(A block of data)
%%

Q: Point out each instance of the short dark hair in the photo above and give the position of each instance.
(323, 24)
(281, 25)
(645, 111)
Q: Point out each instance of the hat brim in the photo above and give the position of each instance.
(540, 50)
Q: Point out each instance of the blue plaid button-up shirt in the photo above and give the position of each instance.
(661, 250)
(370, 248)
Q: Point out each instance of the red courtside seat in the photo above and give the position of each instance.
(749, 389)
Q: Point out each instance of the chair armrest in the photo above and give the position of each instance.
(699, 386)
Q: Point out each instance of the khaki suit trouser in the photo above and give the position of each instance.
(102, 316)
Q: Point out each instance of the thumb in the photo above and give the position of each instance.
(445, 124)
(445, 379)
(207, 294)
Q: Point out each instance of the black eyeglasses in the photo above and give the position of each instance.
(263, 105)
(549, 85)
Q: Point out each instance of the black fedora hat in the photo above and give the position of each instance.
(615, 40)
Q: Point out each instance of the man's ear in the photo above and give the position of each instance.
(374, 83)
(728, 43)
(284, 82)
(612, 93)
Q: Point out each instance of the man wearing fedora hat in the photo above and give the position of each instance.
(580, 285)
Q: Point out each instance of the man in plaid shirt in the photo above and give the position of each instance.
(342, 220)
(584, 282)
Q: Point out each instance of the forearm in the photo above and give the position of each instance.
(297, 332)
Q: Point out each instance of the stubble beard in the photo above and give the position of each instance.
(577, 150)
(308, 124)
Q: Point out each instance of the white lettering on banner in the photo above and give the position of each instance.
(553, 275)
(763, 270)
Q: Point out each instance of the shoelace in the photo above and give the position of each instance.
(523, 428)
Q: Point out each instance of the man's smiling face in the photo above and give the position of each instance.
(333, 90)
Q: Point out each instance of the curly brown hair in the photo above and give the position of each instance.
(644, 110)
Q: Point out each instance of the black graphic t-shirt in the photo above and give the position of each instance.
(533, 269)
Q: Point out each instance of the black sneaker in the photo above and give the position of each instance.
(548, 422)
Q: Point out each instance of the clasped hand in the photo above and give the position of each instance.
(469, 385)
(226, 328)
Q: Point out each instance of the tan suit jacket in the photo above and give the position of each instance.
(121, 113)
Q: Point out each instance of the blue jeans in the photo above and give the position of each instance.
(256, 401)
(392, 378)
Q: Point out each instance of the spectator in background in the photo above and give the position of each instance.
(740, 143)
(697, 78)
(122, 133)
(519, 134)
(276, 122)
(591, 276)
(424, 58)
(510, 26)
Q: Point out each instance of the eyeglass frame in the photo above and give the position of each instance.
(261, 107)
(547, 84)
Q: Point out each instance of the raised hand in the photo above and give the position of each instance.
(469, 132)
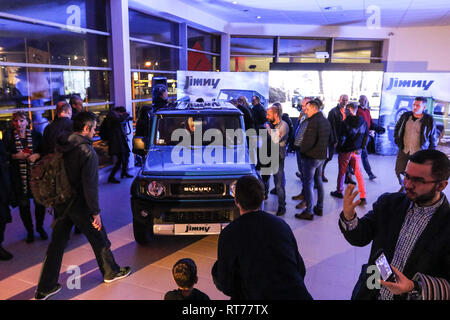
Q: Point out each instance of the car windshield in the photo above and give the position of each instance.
(234, 94)
(197, 130)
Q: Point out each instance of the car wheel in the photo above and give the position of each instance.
(143, 233)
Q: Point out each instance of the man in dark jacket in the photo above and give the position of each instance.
(81, 163)
(5, 195)
(313, 152)
(257, 256)
(259, 113)
(353, 138)
(60, 128)
(412, 229)
(118, 147)
(414, 131)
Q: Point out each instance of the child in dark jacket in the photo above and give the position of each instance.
(185, 275)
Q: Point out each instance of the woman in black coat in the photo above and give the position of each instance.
(5, 195)
(24, 148)
(118, 147)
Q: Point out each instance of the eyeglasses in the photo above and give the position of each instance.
(417, 180)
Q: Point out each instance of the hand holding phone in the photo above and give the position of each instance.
(384, 268)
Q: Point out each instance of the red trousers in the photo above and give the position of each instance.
(355, 161)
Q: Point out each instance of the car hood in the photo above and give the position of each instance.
(197, 161)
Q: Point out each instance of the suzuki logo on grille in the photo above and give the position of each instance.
(197, 189)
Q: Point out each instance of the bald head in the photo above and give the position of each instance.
(63, 110)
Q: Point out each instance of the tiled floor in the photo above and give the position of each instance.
(332, 264)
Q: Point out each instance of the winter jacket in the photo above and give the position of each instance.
(428, 133)
(354, 134)
(316, 137)
(59, 129)
(81, 163)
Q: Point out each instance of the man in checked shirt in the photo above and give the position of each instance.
(413, 229)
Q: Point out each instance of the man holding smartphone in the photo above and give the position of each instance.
(413, 229)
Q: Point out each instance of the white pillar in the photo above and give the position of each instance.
(120, 39)
(184, 45)
(225, 52)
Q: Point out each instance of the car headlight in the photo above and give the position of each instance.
(233, 188)
(155, 189)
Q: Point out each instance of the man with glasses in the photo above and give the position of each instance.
(414, 131)
(412, 229)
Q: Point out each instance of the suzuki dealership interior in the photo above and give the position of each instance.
(112, 52)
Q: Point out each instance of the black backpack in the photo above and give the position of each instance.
(104, 130)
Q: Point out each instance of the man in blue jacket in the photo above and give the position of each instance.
(257, 257)
(414, 131)
(412, 229)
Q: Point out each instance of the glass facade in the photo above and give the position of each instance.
(51, 51)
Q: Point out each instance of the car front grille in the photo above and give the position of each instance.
(197, 189)
(198, 217)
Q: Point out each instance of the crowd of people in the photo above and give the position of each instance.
(258, 257)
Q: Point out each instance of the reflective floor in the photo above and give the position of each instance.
(332, 264)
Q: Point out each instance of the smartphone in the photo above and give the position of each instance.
(384, 268)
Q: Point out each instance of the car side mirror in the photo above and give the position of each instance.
(139, 146)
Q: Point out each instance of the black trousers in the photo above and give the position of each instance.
(120, 161)
(25, 215)
(60, 236)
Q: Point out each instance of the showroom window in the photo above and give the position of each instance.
(154, 52)
(203, 51)
(357, 51)
(49, 52)
(251, 54)
(301, 50)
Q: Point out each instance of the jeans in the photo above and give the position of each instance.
(60, 236)
(365, 161)
(312, 176)
(279, 180)
(354, 159)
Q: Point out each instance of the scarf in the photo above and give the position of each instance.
(23, 164)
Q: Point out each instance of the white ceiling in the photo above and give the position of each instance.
(393, 13)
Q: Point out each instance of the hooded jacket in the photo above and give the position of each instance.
(354, 134)
(81, 163)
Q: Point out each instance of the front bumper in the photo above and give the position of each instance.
(177, 217)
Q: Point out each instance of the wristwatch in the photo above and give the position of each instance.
(416, 292)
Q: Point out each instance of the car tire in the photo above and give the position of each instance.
(143, 233)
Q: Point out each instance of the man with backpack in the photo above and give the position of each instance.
(81, 164)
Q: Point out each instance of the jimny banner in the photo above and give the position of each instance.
(398, 94)
(222, 85)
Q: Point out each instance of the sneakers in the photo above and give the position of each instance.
(298, 197)
(42, 233)
(5, 255)
(337, 194)
(113, 180)
(123, 272)
(30, 237)
(304, 215)
(301, 205)
(45, 295)
(126, 175)
(281, 211)
(318, 212)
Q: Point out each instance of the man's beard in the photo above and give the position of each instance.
(424, 198)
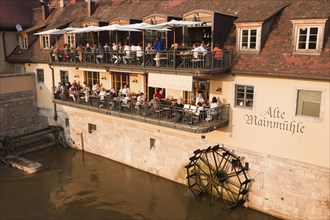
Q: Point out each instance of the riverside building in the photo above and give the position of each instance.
(271, 79)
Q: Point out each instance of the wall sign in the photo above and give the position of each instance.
(275, 119)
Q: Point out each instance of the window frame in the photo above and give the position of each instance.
(245, 99)
(70, 39)
(45, 41)
(297, 105)
(119, 79)
(310, 23)
(91, 77)
(40, 75)
(23, 42)
(240, 27)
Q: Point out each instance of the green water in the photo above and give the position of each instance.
(77, 185)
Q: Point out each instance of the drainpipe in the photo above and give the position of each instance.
(4, 44)
(53, 83)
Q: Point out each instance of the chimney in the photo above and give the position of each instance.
(90, 7)
(45, 9)
(75, 1)
(62, 3)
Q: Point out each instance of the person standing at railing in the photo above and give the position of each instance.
(124, 90)
(158, 47)
(217, 55)
(79, 52)
(112, 96)
(149, 52)
(139, 53)
(127, 51)
(85, 89)
(88, 52)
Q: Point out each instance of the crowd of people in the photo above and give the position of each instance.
(123, 99)
(127, 54)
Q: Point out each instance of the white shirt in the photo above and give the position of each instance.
(214, 105)
(124, 91)
(102, 94)
(201, 100)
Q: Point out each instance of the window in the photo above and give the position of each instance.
(70, 40)
(23, 42)
(244, 96)
(40, 75)
(249, 37)
(200, 86)
(308, 36)
(309, 103)
(67, 122)
(18, 69)
(64, 75)
(45, 42)
(119, 79)
(91, 78)
(91, 128)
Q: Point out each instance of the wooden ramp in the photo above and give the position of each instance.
(23, 164)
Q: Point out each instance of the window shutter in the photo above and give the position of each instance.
(311, 108)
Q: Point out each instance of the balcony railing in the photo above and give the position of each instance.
(166, 59)
(186, 119)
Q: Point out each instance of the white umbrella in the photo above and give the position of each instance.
(51, 31)
(145, 26)
(70, 29)
(116, 27)
(176, 23)
(83, 30)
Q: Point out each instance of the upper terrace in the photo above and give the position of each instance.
(180, 61)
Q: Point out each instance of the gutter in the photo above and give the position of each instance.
(4, 45)
(53, 85)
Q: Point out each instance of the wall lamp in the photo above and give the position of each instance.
(219, 89)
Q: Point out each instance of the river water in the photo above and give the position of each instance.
(79, 185)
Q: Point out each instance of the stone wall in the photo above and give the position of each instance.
(280, 187)
(18, 113)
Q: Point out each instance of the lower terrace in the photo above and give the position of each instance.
(187, 118)
(185, 61)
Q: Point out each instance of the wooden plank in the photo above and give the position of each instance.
(23, 164)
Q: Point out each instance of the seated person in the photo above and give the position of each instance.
(102, 95)
(200, 98)
(178, 110)
(140, 102)
(112, 96)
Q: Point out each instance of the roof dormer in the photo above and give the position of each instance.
(308, 36)
(249, 37)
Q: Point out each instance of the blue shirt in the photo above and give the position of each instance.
(158, 45)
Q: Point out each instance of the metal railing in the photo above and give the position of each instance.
(188, 119)
(166, 59)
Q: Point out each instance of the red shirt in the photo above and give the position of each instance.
(158, 96)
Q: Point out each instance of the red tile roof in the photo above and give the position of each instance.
(14, 12)
(275, 58)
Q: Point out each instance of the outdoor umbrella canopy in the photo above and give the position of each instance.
(68, 29)
(84, 30)
(115, 27)
(145, 26)
(51, 31)
(176, 23)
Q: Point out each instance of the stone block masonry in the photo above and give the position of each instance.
(281, 187)
(18, 113)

%%

Reproduce the part of the records that begins with the line containing "Q: Point out each instance of the lower" and runs through the end of the records, including both of those boundaries.

Q: Point out each instance of the lower terrace in the photo above and give the position of each instance.
(187, 118)
(185, 61)
Q: Point out each instance of the wooden plank in the photo above and give the position of each instance.
(23, 164)
Q: Point out each instance of the seated person in the photo above and give the position of each instance.
(102, 95)
(200, 98)
(178, 110)
(140, 102)
(112, 96)
Q: Point out each instance of the roof dormer in the photo above and give the position of each instance.
(308, 36)
(249, 37)
Q: Point out each instance of the blue shirt in the photo above and give the position of each instance.
(158, 45)
Q: Point out each instance of the metal railing in the photo above and give the position of each instance.
(188, 119)
(166, 59)
Q: Point out each instance of the red shirt in the photo above and give the position of each instance.
(158, 96)
Q: Point out each instance of the red tile roof in the photo above and give the position of each instance.
(14, 12)
(275, 58)
Q: Point out each instance of the outdoor umbrella canopy in the photo above and give the position of each instance.
(68, 29)
(84, 30)
(115, 27)
(145, 26)
(51, 31)
(176, 23)
Q: Point out each instance of the stone block masonry in the photo above and give the position of each instance.
(281, 187)
(18, 113)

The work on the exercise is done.